___ Supplied material

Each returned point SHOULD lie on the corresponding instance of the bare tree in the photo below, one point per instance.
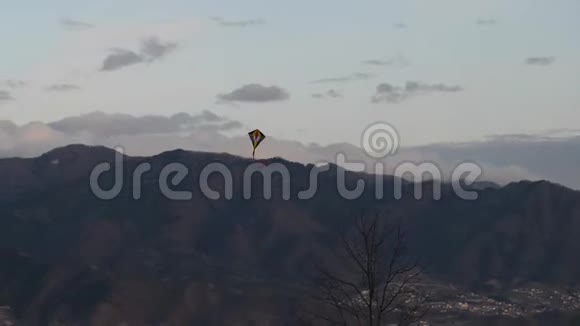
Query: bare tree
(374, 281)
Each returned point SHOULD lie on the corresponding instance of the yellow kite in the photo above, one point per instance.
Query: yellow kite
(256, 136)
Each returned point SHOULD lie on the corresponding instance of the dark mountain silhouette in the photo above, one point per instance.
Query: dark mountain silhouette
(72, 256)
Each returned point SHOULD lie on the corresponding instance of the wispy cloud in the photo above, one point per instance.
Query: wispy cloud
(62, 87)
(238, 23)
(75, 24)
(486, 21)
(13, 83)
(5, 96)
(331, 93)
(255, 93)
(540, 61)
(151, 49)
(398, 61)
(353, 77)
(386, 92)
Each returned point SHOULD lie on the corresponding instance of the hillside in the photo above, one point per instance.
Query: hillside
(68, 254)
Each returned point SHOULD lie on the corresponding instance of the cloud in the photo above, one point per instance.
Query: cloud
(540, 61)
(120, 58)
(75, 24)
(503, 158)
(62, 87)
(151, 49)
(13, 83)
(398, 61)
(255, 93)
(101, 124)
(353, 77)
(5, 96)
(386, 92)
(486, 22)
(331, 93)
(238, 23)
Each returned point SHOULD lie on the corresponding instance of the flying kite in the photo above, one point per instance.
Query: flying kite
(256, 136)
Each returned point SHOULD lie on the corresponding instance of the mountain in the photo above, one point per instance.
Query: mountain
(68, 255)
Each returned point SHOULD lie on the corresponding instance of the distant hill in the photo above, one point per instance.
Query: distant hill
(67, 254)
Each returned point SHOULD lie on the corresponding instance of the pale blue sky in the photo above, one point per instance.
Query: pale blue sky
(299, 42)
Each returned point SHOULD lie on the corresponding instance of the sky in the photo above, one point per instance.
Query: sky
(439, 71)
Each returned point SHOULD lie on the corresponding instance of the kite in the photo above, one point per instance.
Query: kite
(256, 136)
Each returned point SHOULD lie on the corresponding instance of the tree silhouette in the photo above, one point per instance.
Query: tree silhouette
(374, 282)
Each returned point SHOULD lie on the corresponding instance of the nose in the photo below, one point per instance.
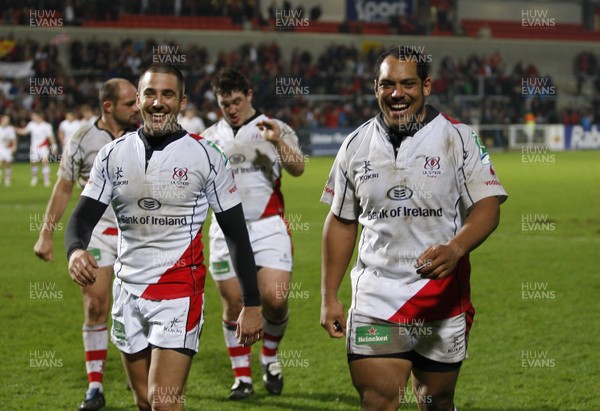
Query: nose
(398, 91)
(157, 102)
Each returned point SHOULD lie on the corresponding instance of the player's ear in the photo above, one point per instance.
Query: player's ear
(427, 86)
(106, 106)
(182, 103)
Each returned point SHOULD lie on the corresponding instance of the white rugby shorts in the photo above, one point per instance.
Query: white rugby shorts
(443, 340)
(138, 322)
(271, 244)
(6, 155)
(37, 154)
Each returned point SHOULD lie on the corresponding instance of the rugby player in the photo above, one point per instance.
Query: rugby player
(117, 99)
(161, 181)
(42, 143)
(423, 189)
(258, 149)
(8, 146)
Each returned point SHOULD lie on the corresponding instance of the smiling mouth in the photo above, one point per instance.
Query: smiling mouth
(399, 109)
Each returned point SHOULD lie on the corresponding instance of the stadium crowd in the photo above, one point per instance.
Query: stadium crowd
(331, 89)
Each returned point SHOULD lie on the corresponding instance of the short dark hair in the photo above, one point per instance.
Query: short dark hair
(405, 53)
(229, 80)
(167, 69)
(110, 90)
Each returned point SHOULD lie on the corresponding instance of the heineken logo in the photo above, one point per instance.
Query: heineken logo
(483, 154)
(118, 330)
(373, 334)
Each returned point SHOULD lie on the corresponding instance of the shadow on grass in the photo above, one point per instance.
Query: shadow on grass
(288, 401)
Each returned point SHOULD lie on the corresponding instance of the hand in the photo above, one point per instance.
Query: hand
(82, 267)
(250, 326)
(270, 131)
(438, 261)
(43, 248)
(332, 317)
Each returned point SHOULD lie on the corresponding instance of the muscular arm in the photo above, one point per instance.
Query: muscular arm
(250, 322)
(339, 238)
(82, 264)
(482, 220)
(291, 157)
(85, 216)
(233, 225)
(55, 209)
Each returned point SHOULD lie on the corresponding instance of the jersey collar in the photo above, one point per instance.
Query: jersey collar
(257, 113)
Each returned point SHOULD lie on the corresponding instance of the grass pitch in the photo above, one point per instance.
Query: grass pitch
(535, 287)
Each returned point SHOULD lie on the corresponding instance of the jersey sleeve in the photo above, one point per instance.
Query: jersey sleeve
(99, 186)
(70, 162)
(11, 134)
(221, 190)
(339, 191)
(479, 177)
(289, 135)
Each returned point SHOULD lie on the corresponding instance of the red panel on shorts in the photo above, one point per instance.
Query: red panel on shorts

______

* [Required task]: Transcribe each entry precisely as given, leaving the pictures out.

* [Reply]:
Each returned point SHOULD lie on the corresponding instance of the bare tree in the photo below, one point per instance.
Query: bare tree
(374, 281)
Each returned point SHOULD lie on the corresponding instance of the yellow kite in the photo above, one point per instance.
Query: yellow kite
(256, 136)
Each returned point SHOULD lie on the corresponding instance of the dark mountain silhouette in the photo above, one point per instance.
Query: dark mountain silhouette
(72, 256)
Each returned point SHOULD lie on the corresponding instance of the wispy cloud in the photo above, one point per instance.
Query: wispy cloud
(62, 87)
(238, 23)
(75, 24)
(486, 21)
(13, 83)
(5, 96)
(331, 93)
(255, 93)
(540, 61)
(151, 49)
(398, 61)
(353, 77)
(386, 92)
Each returned point SHOULD lie on the corresponding instance of the hillside in the photo above, one point per instance.
Query: hillside
(68, 254)
Each returned point SHOULD lie on the corresponding instance of the cloud in the photo above, one point per instance.
Query: cloud
(540, 61)
(120, 58)
(75, 24)
(503, 158)
(62, 87)
(151, 49)
(13, 83)
(398, 61)
(255, 93)
(101, 124)
(353, 77)
(5, 96)
(386, 92)
(486, 22)
(331, 93)
(238, 23)
Each returned point SHOULD lie on the corresponding instance of the flying kite in the photo above, one point per instance.
Query: flying kite
(256, 136)
Each returned point SHOULD lie on the corresponding instance of the mountain in the photo above, one point per instance.
Query: mountain
(68, 255)
Each returned point SHOULD lie on the corresponding instance of the distant hill in the photo above, one point per instance.
Query: distant hill
(67, 254)
Each returned point SHOULD lie on the corresponding instance of the pale blue sky in the photo above, one point per instance.
Query: pale blue sky
(299, 42)
Each returned point SHOULD lie on the corresponding instance of the sky in the photo above, one point per instance.
Query: sky
(439, 71)
Each returned point SHOULD lie on the corresponding instance of the kite in the photo above, one point per instance.
Query: kite
(256, 136)
Each returned point SHOULD lie on the corresponding instance of the tree silhouette in the photo above, one point per instance.
Query: tree silhouette
(374, 282)
Each returned point SHOULD lie on the corresponding instance of the nose in the photo below, one point per instance.
Query: nose
(398, 91)
(157, 102)
Each returned point SHOULD lie on the corresponding instance of the player's ear in the photo above, one point per instance.
Query: player's ear
(427, 86)
(106, 106)
(182, 103)
Each returned point SHOULD lie on the corresponding instance of the white rugby shorts in the photo above, one point per instance.
Query: white rugby shorts
(443, 340)
(138, 322)
(271, 244)
(6, 155)
(37, 154)
Each returned point SHOULD lie on the corresponding instance of the rugby player in the photo above, one point per instance.
Query: rugby player
(117, 99)
(161, 181)
(42, 143)
(423, 189)
(258, 149)
(8, 146)
Each returned point SHOULD lie on the corresponding instance of the smiling mouth in the photo above, one point per instance.
Query: smiling mouth
(399, 109)
Each returned point SHOULD lie on the corresponding instance of the stadium crowd in the photo above, one point per instance.
Query: stadium crowd
(331, 89)
Each returned point SHOULD lie on the corresponding instance of the short dark hair in the photo above, one point per instance.
Query: short dark hair
(405, 53)
(229, 80)
(167, 69)
(110, 90)
Each returned point SHOULD lie on the corresponding instance of the heineken logo in the photo above, one point per instance.
Query: heineken logo
(483, 154)
(118, 330)
(373, 334)
Each returned point SHOULD lie on the corresponding instance of the shadow on grass in the photo above, one point per instance.
Query: shadow on grass
(288, 401)
Each returned point SHOULD lie on the corresponding instance of the hand in the photo above, one point per instance.
Query: hand
(82, 267)
(250, 326)
(270, 131)
(438, 261)
(43, 248)
(332, 317)
Each returned point SHOULD lie on the corresponding instance of the muscular arm in the photo above, one point per instance.
Query: muscular arm
(250, 322)
(339, 238)
(82, 264)
(482, 220)
(291, 157)
(85, 216)
(233, 225)
(55, 209)
Each returned point SHOULD lie on the corresponding instance of the jersey collar in the photo above, one point per instance.
Query: jersey collar
(257, 113)
Each returned point SHOULD lie on the corresponding instance of the grass pitch in the photo above, one point per instance.
Query: grass pitch
(535, 287)
Each returned point SHOULD lie on the corresponding instance of the jersey sleeve in the photo above, one point per instance.
Query: jersey sleeve
(99, 186)
(70, 162)
(11, 134)
(221, 190)
(339, 191)
(479, 177)
(289, 135)
Each returned point SHOULD lie on the corresponding instance of the red panel on shorts in the photo above, one point per instance.
Query: red panel on shorts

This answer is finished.